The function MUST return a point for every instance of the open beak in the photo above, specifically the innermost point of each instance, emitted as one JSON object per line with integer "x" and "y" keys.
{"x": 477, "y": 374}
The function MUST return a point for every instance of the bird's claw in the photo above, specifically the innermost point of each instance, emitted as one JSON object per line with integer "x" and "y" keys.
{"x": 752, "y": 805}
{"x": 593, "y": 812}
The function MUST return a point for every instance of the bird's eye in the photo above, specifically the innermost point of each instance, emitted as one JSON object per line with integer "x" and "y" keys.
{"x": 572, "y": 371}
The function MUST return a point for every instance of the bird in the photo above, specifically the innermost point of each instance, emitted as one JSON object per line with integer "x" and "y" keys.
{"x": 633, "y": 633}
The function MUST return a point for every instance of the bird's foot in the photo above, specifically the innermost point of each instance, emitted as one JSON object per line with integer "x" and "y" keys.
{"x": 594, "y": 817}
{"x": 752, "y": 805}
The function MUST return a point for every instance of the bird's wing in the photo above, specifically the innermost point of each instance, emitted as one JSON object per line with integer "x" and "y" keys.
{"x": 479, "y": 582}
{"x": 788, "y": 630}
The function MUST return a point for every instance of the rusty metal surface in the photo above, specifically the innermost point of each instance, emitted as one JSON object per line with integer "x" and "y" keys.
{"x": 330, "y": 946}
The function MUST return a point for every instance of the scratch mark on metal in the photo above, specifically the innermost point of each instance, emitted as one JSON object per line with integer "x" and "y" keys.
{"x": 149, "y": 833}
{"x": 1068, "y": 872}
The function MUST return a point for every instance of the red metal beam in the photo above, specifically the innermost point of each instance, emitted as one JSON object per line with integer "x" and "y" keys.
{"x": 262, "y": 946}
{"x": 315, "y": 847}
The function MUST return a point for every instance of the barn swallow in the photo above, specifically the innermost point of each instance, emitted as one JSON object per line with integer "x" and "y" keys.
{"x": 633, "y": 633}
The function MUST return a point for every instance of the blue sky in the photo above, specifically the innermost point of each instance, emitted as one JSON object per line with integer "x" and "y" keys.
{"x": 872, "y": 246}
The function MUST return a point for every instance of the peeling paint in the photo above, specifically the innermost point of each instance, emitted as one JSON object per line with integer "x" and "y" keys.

********************

● ISTRUZIONI DI LAVORO
Ricopia parola per parola tutti i record qui sopra.

● SOLUZIONE DEL PROBLEMA
The function MUST return a point for every instance of the open beak in the photo above, specifically the innermost point of each instance, emitted as one JSON object per line with integer "x" and "y" keys.
{"x": 477, "y": 374}
The function MUST return a point for every instance of the bird's claw in the photo above, specifically the innermost point of each instance, emitted as one JSON object per line with integer "x" and "y" keys.
{"x": 752, "y": 805}
{"x": 593, "y": 812}
The function MUST return a point for every instance of the bird's eye in the photo above, specifically the innermost point of each instance, emitted as one JSON object per line with integer "x" and "y" keys.
{"x": 572, "y": 371}
The function MUST return a point for every instance of the bird in the photo above, specifically the innermost point of each instance, emitted as one JSON object per line with integer "x" and "y" keys.
{"x": 633, "y": 633}
The function MUST return a point for every instance of the bird's foot in the photo above, specifically the innermost point of each instance, emitted as one JSON object per line with integer "x" and "y" keys.
{"x": 594, "y": 817}
{"x": 752, "y": 805}
The function MUST return a point for every instance of the bird's wing in the photo above, specifically the innermost point of each instance, emitted as one JSON object per line with integer "x" and "y" keys.
{"x": 479, "y": 582}
{"x": 788, "y": 630}
The function MUST return a point for every instance of the rusty metal surface in the photo above, specifically the innermost point of each instance, emitted as one JSON object per line with integer "x" and "y" keys.
{"x": 330, "y": 946}
The function MUST return a point for every instance of the scratch mark on metal in the photo above, specifically the innermost point of each instance, emitted as one JSON object per line with integer "x" and "y" keys.
{"x": 149, "y": 833}
{"x": 1068, "y": 872}
The function MUST return a point for every instance of the red metal beam in the photo above, specifically the innermost point of each instance, emitted as one JSON object per line with integer "x" and "y" keys.
{"x": 262, "y": 946}
{"x": 315, "y": 847}
The function MUST return a point for every instance of the barn swallow in the photo above, specifically the innermost point of each instance, emitted as one JSON object per line with integer "x" and "y" keys.
{"x": 633, "y": 633}
The function MUST return a point for every instance of the blue sky in the photo above, specifically the innermost point of each instance, emitted as one JSON object per line with integer "x" and "y" keys.
{"x": 872, "y": 246}
The function MUST return a point for every instance of the peeling paint in the photo above, specifically the innermost point of each instance, emitted as one JSON object per line with integer "x" and "y" keys.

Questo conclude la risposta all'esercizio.